▶ _JOB_
Write out each of the entries below word for word, without altering anything.

▶ _DATA FOR THIS EXERCISE_
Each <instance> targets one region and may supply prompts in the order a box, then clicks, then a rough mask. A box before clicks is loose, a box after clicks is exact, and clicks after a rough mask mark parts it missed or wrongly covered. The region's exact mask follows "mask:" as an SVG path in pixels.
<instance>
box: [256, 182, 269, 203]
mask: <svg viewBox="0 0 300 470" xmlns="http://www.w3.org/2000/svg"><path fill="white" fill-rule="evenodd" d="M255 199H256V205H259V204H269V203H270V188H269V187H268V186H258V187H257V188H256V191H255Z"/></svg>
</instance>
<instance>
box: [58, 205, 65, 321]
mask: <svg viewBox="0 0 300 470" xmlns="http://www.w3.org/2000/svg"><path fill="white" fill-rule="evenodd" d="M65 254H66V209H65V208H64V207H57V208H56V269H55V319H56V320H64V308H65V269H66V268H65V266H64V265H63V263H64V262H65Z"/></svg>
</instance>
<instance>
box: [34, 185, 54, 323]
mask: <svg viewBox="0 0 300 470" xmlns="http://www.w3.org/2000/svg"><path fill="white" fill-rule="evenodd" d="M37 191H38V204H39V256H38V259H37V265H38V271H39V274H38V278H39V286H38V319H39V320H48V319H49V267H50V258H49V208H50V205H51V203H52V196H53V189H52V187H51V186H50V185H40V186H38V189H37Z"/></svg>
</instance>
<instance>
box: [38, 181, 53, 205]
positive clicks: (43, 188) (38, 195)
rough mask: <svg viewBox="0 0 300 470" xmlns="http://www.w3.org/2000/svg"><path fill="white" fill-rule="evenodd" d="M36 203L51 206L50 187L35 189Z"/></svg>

▶ _RESPONSE TO THE EXERCISE_
Each <instance> targets one region and may supply prompts in the order a box, then clicks, then a rough mask. A box before clicks is loose, a box after clicks is exact, and clicks after a rough mask mark parts it missed or wrongly covered. The region's exact mask follows "mask:" as an SVG path in pixels.
<instance>
box: [256, 182, 269, 203]
mask: <svg viewBox="0 0 300 470" xmlns="http://www.w3.org/2000/svg"><path fill="white" fill-rule="evenodd" d="M255 199H256V205H259V204H269V203H270V188H269V187H268V186H258V187H257V188H256V191H255Z"/></svg>
</instance>
<instance>
box: [58, 205, 65, 321]
mask: <svg viewBox="0 0 300 470" xmlns="http://www.w3.org/2000/svg"><path fill="white" fill-rule="evenodd" d="M65 254H66V209H65V208H64V207H57V208H56V269H55V319H56V320H64V308H65V269H66V268H65V266H64V265H63V263H64V262H65Z"/></svg>
</instance>
<instance>
box: [34, 185, 54, 323]
mask: <svg viewBox="0 0 300 470" xmlns="http://www.w3.org/2000/svg"><path fill="white" fill-rule="evenodd" d="M37 191H38V204H39V256H38V259H37V265H38V271H39V274H38V278H39V286H38V319H39V320H48V319H49V267H50V258H49V208H50V205H51V203H52V196H53V189H52V187H51V186H50V185H40V186H38V189H37Z"/></svg>
</instance>
<instance>
box: [38, 181, 53, 205]
positive clicks: (43, 188) (38, 195)
rough mask: <svg viewBox="0 0 300 470" xmlns="http://www.w3.org/2000/svg"><path fill="white" fill-rule="evenodd" d="M36 203L51 206L50 187L35 189Z"/></svg>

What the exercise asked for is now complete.